— Extract —
# # # # # # #
Use-case preset

Document Q&A — small corpus cost calculator

RAG over a product manual or policy doc; retrieved chunks dominate the prompt.

RAG over a single product manual or policy document: the retriever pulls 3–6 relevant chunks and stuffs them into the prompt; the model returns a factual one-to-three sentence answer. Typical corpora are under 500 pages, so retrieval quality matters more than long-context capacity.

The 90/10 split is extreme but accurate — retrieved chunks plus the question dominate, while the answer is short and precise. Eight-thousand tokens handles a dense retrieval result with room to spare. Latency is best-effort because the embedding + retrieval pipeline already adds 200–400 ms before the LLM call. Set `cachedPromptPercent` to ~30: system instructions and top chunks often repeat across a session, but the user question changes every turn. Watch for chunk duplication inflating input counts — dedup retrieved passages before constructing the prompt to cut costs 10–20%.

Recommended models

meta/llama-3.3-70b-instruct

High accuracy on factual Q&A over structured documents with good instruction adherence.

alibaba/qwen-3-14b-instruct

Strong reading comprehension at a mid-tier price point — well-suited to dense technical manuals.

mistralai/mistral-large-2

Reliable grounding in retrieved context; low hallucination rate on policy document extraction tasks.

google/gemma-2-27b-it

Cost-effective option for internal tooling where latency SLAs are relaxed.
# # # # # # #
— Extracted information —
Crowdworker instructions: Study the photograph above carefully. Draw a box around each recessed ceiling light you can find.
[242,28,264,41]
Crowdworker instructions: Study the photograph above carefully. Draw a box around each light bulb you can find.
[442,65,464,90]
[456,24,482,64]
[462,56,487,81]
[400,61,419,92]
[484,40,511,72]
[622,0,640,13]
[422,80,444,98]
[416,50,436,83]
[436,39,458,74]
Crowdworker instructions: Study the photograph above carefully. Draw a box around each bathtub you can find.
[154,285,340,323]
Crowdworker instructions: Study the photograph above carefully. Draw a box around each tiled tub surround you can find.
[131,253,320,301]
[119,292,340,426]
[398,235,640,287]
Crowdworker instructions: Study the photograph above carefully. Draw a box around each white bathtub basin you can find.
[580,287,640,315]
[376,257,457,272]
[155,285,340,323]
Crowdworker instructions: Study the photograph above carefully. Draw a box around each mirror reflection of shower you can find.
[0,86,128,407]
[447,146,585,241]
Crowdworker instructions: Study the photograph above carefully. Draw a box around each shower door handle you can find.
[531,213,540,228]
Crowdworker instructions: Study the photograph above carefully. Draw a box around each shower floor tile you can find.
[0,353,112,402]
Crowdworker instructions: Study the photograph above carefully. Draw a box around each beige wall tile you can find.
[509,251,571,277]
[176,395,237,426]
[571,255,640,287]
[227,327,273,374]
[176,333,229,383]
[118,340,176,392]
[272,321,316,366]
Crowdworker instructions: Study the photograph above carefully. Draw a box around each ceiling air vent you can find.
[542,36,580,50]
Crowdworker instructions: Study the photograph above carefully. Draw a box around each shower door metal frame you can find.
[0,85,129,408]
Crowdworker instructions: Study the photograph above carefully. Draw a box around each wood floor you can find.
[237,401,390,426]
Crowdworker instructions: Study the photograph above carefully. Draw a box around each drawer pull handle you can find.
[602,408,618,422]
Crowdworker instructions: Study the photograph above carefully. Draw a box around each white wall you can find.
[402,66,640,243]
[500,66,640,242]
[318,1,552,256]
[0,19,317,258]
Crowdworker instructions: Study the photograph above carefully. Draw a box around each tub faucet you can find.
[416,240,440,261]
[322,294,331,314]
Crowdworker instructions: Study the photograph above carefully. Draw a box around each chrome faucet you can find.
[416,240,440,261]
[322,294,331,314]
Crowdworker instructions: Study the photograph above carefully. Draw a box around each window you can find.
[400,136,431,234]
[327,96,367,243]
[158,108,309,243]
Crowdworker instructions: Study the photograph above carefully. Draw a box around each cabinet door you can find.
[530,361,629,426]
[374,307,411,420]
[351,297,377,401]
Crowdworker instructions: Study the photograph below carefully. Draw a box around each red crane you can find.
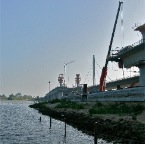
[100,1,123,91]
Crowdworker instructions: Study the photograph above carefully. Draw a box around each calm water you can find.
[0,101,112,144]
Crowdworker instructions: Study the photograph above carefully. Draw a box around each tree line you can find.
[0,93,34,100]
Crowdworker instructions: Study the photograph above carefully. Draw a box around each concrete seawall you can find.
[66,87,145,101]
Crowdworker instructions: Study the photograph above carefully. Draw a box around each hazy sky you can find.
[0,0,145,96]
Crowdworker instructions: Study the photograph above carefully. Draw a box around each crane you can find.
[64,61,74,84]
[100,1,123,91]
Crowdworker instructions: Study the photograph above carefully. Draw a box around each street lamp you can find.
[48,81,50,92]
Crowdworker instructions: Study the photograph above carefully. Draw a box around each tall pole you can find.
[93,55,95,86]
[48,81,50,92]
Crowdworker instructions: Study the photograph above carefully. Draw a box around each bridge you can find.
[88,76,139,91]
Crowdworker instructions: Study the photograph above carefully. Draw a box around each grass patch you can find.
[89,102,145,115]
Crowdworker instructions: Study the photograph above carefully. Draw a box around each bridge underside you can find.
[88,76,139,91]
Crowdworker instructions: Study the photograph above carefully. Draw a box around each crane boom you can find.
[100,1,123,91]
# # # # # # #
— Tasks to carry out —
**1.** Answer these from the document Q&A preset:
(a) How many relevant chunks does the retriever pull into the prompt?
(b) How much time does the embedding + retrieval pipeline add before the LLM call?
(c) Which recommended model is described as a cost-effective option for internal tooling?
**2.** Copy out the stretch of the document Q&A preset from "Strong reading comprehension" through "document extraction tasks.".

— Problem solutions —
**1.**
(a) 3–6 chunks.
(b) 200–400 ms.
(c) google/gemma-2-27b-it.

**2.**
Strong reading comprehension at a mid-tier price point — well-suited to dense technical manuals.

mistralai/mistral-large-2

Reliable grounding in retrieved context; low hallucination rate on policy document extraction tasks.